> _Exercise_: Rewrite the stretch of data from the line containing "In this exercise you will locate the white" through the line containing "point(1001, 11)", swapping "per instance" for "per occurrence" and leaving everything else unchanged.
>> BEGIN
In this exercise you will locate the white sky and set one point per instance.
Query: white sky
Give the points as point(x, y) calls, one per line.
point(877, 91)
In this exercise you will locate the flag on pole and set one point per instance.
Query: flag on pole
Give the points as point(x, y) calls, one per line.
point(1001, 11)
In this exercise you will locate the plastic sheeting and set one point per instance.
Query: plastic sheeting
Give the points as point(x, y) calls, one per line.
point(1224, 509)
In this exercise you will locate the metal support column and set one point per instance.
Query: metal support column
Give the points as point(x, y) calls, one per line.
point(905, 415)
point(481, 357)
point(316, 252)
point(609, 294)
>> END
>> BEGIN
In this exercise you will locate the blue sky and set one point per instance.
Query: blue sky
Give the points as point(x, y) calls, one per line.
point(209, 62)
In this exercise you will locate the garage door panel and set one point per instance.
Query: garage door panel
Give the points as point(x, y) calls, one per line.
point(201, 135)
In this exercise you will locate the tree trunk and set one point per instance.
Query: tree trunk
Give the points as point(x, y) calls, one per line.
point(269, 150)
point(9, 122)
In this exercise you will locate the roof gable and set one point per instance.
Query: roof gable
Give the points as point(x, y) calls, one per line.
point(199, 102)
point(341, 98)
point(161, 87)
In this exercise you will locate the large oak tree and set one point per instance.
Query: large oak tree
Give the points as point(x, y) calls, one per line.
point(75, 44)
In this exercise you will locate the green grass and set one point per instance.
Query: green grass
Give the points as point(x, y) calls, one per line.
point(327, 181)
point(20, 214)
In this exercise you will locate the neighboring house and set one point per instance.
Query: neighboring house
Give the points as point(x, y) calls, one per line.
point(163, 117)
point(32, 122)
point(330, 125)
>> END
> _Written solution_:
In this exercise you will locate the white sky and set one point per occurrence.
Query: white sky
Give the points as point(x, y) calls, one per line.
point(877, 91)
In this exercise you will locate the flag on pole and set one point per occurrence.
Query: flag on pole
Give the points as point(x, y) calls, one per line.
point(1001, 11)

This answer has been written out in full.